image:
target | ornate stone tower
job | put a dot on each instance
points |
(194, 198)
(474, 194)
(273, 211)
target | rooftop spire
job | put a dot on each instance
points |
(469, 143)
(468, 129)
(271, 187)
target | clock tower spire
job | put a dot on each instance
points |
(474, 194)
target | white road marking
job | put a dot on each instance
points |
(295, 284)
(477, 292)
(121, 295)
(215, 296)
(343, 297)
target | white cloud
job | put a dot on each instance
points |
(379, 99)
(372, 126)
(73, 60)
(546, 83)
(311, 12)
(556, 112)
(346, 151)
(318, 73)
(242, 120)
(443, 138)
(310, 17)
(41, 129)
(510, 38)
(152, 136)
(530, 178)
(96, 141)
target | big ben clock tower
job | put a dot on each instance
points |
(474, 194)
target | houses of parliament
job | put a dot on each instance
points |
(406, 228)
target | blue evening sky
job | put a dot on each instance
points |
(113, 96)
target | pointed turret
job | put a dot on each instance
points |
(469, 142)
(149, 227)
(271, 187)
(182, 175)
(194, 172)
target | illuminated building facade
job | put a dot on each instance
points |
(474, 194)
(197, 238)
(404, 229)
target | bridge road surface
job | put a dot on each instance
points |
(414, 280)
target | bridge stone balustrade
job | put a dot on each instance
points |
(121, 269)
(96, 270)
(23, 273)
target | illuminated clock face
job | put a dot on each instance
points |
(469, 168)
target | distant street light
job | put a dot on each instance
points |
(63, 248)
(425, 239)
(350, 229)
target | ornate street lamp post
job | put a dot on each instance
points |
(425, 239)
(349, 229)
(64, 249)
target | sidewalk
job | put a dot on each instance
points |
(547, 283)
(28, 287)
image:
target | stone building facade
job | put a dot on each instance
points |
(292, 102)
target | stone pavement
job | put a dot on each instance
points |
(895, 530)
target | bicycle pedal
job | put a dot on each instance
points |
-------------------------
Work instruction: An answer is complete only when it holds every line above containing the string "ornate".

Worked solution:
target | ornate stone tower
target | ornate street lamp post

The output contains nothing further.